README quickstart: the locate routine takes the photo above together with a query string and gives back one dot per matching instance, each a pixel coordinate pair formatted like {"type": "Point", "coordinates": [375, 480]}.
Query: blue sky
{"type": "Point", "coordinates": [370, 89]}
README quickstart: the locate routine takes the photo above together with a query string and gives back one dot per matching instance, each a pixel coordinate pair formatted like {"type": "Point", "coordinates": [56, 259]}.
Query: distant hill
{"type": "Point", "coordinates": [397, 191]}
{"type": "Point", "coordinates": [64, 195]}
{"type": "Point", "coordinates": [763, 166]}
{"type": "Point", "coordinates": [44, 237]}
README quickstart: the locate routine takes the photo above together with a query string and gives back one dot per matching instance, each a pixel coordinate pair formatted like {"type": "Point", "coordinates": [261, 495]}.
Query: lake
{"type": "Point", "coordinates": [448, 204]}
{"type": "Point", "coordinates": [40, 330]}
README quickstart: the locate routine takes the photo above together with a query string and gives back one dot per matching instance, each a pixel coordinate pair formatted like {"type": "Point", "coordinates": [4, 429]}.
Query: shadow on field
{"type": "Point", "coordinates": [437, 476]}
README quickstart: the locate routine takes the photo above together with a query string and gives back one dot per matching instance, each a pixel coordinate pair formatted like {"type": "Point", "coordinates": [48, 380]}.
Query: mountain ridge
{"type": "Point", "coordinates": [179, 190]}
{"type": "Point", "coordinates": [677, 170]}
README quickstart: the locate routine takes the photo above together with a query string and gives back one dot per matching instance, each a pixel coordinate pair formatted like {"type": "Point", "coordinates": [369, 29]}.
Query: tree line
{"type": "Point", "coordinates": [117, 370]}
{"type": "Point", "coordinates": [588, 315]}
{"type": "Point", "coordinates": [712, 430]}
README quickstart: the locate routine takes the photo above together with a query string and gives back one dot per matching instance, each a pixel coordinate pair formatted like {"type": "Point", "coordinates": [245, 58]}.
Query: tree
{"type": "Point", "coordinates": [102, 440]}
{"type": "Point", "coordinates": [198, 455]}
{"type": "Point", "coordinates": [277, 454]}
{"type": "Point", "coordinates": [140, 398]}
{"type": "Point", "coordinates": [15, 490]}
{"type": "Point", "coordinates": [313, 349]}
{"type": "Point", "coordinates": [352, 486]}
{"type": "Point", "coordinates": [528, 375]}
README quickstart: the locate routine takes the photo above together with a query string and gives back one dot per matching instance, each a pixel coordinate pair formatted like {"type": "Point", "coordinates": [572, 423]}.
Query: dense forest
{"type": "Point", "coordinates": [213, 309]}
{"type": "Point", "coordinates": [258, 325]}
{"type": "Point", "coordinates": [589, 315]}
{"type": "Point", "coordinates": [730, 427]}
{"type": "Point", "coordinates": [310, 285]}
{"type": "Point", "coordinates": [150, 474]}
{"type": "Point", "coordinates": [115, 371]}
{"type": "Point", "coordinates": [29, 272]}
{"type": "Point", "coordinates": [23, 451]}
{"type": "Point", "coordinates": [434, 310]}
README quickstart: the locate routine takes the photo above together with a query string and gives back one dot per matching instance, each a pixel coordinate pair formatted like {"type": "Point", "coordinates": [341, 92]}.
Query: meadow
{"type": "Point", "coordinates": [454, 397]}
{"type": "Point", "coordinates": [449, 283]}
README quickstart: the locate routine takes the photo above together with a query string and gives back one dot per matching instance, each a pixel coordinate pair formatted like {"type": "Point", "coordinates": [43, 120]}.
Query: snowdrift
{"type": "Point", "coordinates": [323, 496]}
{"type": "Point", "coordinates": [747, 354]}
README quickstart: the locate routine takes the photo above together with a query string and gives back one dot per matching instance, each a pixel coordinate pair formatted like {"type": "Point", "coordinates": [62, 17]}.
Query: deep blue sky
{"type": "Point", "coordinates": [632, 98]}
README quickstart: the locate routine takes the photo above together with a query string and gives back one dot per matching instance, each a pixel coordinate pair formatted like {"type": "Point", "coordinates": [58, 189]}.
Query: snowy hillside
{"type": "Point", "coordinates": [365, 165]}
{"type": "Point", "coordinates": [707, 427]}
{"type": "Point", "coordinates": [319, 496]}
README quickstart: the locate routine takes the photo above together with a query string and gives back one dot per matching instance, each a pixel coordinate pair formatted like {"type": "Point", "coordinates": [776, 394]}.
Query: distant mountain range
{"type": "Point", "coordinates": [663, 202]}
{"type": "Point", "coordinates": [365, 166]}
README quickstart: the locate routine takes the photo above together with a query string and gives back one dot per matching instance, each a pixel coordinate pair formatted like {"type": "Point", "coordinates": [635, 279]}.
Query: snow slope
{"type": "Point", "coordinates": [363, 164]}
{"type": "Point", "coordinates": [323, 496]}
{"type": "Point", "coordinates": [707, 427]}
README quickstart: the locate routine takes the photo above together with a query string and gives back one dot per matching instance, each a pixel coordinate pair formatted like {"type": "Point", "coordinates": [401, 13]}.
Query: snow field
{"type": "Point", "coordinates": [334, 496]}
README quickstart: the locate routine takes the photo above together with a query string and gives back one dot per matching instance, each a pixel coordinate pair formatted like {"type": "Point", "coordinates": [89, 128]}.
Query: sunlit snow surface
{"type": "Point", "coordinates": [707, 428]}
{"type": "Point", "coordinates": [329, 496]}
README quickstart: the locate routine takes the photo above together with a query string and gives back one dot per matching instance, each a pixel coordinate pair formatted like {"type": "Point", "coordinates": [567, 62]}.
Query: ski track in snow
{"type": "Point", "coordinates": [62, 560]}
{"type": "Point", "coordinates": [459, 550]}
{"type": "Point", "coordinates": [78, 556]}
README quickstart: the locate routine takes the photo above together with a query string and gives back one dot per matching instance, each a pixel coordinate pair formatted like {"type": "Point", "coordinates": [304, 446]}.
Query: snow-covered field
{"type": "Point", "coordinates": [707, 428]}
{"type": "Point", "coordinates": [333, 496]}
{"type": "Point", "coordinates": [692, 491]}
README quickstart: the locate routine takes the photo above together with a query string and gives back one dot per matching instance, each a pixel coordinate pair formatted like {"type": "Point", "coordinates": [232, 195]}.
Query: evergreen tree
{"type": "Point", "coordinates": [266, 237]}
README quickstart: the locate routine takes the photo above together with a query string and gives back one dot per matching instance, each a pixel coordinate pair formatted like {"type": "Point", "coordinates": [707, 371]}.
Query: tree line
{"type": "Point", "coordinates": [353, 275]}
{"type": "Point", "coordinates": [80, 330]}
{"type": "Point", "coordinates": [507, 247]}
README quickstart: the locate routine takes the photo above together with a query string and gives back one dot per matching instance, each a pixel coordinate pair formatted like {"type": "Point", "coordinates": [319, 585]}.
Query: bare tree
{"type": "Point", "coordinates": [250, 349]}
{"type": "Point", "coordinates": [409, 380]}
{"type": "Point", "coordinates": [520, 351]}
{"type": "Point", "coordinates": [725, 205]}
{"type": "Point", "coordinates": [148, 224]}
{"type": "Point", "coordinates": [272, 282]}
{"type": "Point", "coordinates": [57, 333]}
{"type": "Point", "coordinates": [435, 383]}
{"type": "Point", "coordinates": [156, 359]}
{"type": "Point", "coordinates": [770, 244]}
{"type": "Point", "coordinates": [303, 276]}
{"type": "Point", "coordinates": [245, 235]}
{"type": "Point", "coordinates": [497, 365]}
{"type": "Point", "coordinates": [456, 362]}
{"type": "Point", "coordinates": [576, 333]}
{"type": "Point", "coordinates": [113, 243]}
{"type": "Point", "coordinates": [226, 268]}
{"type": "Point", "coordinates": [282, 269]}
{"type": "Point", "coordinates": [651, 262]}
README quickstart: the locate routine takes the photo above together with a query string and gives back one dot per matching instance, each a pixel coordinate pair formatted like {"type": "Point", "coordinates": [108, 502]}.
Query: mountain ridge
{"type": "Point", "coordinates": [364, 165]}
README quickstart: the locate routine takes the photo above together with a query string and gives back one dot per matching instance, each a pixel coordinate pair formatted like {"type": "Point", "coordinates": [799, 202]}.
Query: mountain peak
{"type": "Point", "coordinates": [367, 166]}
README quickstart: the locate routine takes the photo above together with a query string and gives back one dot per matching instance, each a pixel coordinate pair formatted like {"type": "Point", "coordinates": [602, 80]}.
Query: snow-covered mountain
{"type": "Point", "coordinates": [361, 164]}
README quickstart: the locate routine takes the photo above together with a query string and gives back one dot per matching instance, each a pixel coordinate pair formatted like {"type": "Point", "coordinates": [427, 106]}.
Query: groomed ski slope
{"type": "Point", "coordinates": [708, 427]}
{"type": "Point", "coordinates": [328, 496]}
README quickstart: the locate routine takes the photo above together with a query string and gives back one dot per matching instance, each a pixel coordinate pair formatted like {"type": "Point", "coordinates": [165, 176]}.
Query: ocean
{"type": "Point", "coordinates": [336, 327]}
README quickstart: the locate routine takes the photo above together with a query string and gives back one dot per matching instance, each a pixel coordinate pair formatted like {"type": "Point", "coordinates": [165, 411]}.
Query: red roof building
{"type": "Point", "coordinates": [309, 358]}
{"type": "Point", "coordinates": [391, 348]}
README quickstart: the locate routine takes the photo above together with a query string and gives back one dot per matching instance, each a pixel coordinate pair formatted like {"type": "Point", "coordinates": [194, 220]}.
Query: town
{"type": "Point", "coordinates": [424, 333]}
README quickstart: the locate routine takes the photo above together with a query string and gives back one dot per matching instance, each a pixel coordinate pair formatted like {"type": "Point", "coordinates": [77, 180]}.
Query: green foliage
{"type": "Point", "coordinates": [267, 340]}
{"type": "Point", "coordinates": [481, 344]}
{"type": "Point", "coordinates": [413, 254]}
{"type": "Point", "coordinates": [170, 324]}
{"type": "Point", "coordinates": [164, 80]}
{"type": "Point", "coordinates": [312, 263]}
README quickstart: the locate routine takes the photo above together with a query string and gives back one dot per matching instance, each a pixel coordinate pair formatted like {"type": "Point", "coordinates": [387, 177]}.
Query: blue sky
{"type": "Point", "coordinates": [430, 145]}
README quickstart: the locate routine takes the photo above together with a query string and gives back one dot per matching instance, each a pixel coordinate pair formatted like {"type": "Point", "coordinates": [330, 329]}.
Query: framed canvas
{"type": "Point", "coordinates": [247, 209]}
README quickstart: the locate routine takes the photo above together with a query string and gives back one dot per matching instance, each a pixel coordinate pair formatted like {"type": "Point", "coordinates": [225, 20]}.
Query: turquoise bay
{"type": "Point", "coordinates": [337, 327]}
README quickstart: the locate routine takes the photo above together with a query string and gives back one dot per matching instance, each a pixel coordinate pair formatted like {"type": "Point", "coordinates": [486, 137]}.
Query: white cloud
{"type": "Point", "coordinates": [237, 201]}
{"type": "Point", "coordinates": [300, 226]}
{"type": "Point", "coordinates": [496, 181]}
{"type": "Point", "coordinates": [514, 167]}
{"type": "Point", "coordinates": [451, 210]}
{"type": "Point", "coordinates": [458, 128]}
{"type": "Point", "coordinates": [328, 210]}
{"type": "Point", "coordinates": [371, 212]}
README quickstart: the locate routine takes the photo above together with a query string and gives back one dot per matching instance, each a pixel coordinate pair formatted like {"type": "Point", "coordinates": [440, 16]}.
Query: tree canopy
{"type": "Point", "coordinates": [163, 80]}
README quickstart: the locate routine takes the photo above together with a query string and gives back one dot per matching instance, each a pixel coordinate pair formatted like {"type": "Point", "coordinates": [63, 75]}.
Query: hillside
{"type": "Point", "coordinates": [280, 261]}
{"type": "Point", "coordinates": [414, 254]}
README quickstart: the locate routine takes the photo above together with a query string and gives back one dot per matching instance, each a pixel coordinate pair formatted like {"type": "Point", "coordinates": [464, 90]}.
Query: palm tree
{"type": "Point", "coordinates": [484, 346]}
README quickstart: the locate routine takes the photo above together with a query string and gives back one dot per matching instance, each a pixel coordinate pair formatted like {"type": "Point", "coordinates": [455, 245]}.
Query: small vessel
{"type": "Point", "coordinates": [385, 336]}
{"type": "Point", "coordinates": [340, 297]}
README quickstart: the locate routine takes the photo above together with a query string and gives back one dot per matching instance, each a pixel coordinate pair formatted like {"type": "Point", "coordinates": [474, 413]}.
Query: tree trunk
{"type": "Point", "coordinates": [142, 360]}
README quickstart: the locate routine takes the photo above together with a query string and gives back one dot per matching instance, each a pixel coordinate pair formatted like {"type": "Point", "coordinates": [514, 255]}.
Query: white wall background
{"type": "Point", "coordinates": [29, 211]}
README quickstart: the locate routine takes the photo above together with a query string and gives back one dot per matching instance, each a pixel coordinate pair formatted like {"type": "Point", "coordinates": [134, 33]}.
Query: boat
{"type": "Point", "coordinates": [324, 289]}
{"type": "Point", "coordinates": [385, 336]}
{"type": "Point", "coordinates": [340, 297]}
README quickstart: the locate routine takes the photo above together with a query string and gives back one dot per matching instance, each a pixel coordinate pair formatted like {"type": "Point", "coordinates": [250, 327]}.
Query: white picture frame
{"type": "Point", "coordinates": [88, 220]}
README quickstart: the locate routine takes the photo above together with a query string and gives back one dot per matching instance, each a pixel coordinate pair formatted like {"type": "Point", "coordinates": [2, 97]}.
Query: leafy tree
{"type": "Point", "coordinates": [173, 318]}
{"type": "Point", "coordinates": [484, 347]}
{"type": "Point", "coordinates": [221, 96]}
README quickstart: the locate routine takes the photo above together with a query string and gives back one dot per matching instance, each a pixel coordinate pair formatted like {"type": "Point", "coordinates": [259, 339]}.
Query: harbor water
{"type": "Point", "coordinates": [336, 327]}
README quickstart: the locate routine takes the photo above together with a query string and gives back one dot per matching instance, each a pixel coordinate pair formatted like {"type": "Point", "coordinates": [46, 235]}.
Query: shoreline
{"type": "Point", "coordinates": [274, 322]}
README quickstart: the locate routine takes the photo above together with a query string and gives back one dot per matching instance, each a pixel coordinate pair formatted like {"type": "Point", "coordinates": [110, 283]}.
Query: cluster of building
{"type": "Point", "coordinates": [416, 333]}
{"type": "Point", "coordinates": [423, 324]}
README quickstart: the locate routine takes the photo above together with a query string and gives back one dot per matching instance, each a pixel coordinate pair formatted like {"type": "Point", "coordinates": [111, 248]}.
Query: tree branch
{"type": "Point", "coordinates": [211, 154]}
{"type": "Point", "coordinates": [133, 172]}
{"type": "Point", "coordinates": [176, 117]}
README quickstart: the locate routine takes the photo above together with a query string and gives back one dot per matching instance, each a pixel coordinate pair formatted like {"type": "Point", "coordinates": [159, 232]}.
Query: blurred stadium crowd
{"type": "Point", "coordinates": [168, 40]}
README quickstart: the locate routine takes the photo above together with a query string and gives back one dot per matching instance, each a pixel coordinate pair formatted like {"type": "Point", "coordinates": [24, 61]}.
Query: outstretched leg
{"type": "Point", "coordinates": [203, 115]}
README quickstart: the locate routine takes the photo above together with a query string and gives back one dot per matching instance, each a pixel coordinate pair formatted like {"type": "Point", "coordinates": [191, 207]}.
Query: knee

○ ○ ○ ○

--- What you have to do ---
Copy out every line of the records above that contains the string "field", treating uppercase and lowercase as different.

--- Task answer ---
Query: shadow on field
Query: snow field
Query: snow-covered field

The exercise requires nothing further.